WHAT IS REQUIRED: Count the lines in the records below that contain the string "field", and reply with the number only.

PROVIDED DATA:
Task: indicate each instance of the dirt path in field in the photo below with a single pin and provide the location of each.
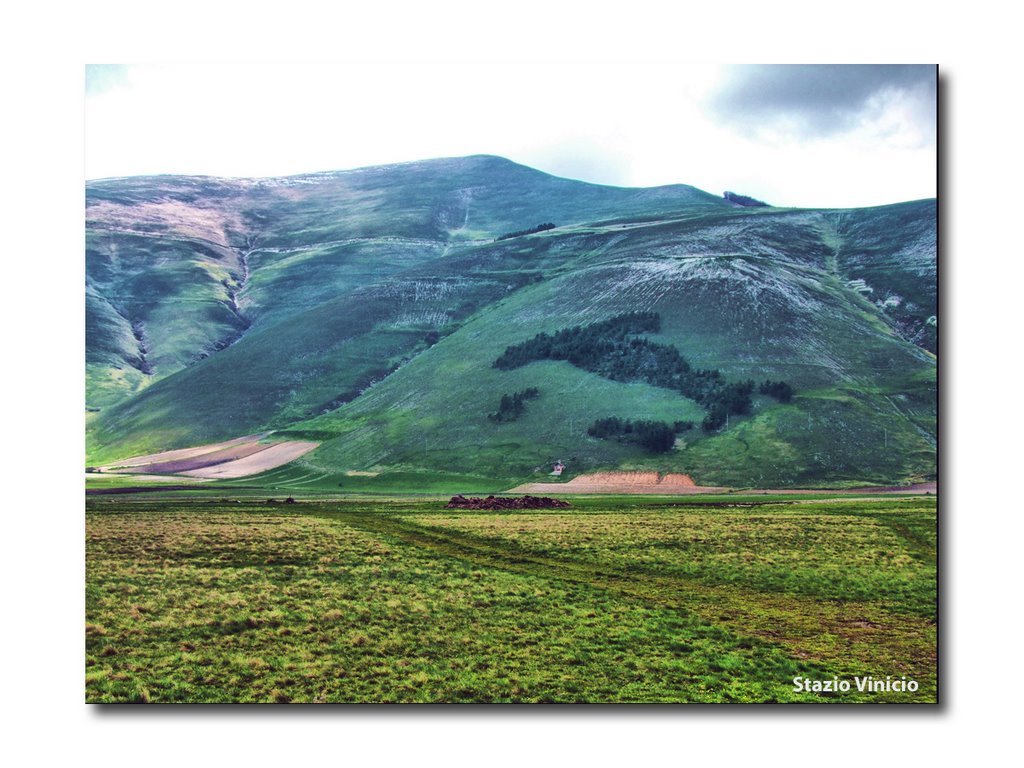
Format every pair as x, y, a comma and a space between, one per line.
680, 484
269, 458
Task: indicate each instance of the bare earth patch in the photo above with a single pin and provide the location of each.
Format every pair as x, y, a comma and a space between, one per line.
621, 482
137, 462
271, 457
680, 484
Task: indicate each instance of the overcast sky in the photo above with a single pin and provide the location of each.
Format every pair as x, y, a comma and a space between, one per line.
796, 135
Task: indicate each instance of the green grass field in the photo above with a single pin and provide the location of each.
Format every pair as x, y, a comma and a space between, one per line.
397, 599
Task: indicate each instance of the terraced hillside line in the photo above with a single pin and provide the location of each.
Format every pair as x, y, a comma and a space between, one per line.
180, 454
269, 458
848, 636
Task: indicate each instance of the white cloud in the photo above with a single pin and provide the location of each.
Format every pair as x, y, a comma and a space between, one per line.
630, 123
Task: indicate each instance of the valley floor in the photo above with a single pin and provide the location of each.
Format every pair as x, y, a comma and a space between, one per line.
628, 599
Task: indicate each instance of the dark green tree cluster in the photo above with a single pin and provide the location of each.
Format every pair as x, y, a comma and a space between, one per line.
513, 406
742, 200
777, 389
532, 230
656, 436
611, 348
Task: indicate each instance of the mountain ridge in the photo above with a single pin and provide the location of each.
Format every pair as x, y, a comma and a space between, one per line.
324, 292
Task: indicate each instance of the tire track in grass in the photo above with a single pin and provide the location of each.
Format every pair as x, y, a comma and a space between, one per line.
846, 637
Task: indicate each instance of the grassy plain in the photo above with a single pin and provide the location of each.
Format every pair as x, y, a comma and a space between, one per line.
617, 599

--

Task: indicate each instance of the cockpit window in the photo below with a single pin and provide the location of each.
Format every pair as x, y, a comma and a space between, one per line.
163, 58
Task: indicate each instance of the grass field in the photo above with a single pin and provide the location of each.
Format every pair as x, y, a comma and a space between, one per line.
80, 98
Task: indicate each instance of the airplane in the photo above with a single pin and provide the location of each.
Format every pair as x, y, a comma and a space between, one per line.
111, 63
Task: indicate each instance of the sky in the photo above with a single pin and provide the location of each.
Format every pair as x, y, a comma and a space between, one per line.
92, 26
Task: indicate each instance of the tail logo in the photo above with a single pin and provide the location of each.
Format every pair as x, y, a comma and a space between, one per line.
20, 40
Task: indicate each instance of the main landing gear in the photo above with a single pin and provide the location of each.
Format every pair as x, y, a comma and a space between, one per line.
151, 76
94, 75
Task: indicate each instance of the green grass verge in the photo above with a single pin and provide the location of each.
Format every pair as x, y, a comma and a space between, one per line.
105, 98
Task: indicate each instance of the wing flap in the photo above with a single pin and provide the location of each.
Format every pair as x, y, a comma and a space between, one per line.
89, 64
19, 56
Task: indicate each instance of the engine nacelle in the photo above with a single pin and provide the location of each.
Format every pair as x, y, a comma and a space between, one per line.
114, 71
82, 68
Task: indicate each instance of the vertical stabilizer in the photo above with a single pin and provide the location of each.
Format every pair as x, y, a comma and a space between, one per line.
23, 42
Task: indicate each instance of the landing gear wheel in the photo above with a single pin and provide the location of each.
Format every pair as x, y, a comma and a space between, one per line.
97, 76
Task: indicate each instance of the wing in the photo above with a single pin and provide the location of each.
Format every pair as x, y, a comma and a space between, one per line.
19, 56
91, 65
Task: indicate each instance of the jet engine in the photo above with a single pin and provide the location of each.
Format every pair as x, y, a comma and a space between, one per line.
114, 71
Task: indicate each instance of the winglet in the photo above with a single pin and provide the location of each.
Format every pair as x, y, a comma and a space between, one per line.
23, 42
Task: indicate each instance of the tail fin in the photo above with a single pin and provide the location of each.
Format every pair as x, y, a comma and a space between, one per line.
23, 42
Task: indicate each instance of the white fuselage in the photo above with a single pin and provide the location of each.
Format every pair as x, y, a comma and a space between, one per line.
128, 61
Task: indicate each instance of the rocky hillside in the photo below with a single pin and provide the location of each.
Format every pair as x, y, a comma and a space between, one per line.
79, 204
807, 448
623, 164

TASK SOLUTION: 3